## Given exercise
Reproduce word for word the part of the WebGL bug thread between "This is plausible." and "just for it).", inclusive.

## Document segment
▬▬▬
TEST-INFO | chrome://mochitests/content/browser/browser/devtools/tilt/test/browser_tilt_02_notifications-seq.js | Longer timeout required, waiting longer...  Remaining timeouts: \
9
Since the uninitialised value was created by a heap allocation near WebGL, cc'ing Jeff Gilbert.
This is plausible. This is the new element array cache tree from bjacob, cc'ing.
Component: General → Canvas: WebGL
Many thanks for the report. Thankfully, the Valgrind error reported by Julian reproduces on the compiled-code unit test that we added for this feature (in content/canvas/test/compiled) (Yes, we knew that this would be bug prone, so we added compiled code tests just for it).

Here's what I get in a debug build (Julian's is visibly optimized):

==27763== Conditional jump or move depends on uninitialised value(s)
▬▬▬
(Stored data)
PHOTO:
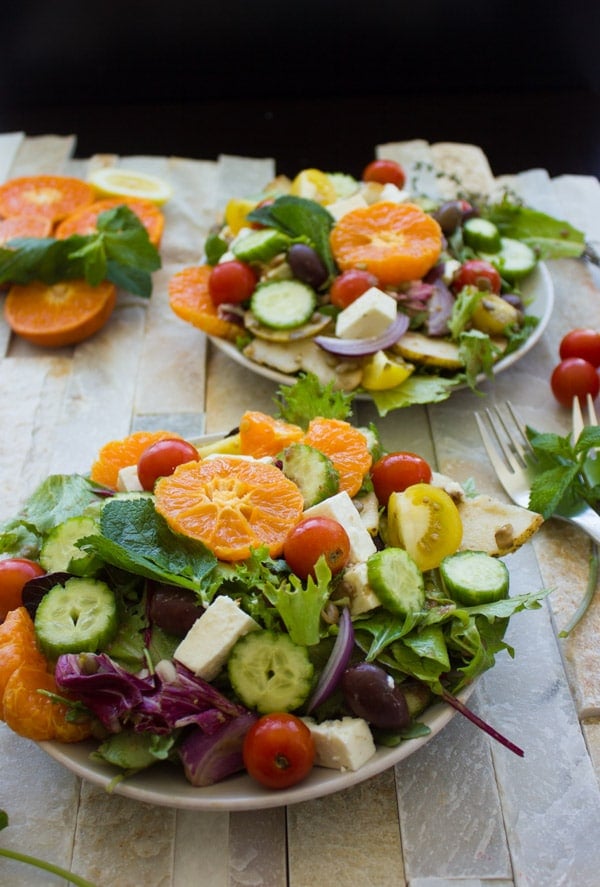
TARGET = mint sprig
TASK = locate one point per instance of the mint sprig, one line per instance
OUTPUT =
(119, 251)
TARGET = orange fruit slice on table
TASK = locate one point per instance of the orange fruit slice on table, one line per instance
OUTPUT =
(347, 448)
(396, 242)
(53, 197)
(189, 298)
(118, 454)
(231, 505)
(59, 314)
(26, 225)
(84, 220)
(262, 435)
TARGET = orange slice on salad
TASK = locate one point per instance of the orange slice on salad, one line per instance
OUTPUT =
(26, 225)
(396, 242)
(59, 314)
(118, 454)
(189, 298)
(53, 197)
(347, 448)
(231, 505)
(262, 435)
(84, 220)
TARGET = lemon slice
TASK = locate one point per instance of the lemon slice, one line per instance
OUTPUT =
(113, 181)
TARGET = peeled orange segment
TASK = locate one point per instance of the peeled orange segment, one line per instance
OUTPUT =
(231, 505)
(26, 225)
(118, 454)
(262, 435)
(59, 314)
(347, 448)
(396, 242)
(189, 298)
(53, 197)
(112, 181)
(84, 221)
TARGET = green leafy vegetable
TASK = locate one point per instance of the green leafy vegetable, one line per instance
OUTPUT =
(119, 251)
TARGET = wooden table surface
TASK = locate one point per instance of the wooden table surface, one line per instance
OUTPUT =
(463, 811)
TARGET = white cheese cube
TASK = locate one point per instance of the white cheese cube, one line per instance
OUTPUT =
(341, 508)
(346, 744)
(367, 316)
(355, 584)
(207, 645)
(128, 481)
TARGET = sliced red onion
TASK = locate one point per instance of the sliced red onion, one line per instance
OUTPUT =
(364, 347)
(337, 662)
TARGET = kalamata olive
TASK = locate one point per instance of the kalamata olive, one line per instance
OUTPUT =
(371, 693)
(174, 609)
(307, 265)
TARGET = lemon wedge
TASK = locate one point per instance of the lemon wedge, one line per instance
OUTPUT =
(113, 181)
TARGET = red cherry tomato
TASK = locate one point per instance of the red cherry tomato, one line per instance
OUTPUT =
(14, 573)
(231, 282)
(351, 284)
(161, 459)
(574, 377)
(385, 172)
(479, 273)
(582, 343)
(394, 472)
(279, 750)
(312, 537)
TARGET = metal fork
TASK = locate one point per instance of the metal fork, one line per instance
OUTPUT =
(512, 458)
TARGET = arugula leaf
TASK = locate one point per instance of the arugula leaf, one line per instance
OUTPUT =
(119, 251)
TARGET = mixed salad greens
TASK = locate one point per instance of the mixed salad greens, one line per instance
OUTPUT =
(341, 649)
(463, 312)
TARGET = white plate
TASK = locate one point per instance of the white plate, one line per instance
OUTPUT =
(537, 291)
(165, 784)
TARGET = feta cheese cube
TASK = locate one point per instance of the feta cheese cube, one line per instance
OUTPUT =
(342, 509)
(367, 316)
(346, 744)
(207, 645)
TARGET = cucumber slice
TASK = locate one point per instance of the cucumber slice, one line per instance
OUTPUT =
(60, 554)
(79, 616)
(312, 471)
(269, 672)
(283, 304)
(514, 260)
(396, 580)
(474, 577)
(260, 246)
(481, 235)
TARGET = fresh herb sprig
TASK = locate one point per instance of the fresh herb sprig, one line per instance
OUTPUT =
(119, 251)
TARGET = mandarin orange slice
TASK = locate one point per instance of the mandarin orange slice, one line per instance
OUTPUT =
(84, 220)
(118, 454)
(53, 197)
(347, 448)
(396, 242)
(232, 505)
(189, 298)
(262, 435)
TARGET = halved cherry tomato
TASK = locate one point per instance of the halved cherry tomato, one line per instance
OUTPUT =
(231, 282)
(351, 284)
(584, 343)
(425, 521)
(479, 273)
(279, 750)
(313, 537)
(161, 459)
(384, 172)
(574, 377)
(14, 573)
(395, 472)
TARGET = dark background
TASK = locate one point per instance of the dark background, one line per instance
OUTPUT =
(313, 83)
▬▬▬
## Solution to this task
This is plausible. This is the new element array cache tree from bjacob, cc'ing.
Component: General → Canvas: WebGL
Many thanks for the report. Thankfully, the Valgrind error reported by Julian reproduces on the compiled-code unit test that we added for this feature (in content/canvas/test/compiled) (Yes, we knew that this would be bug prone, so we added compiled code tests just for it).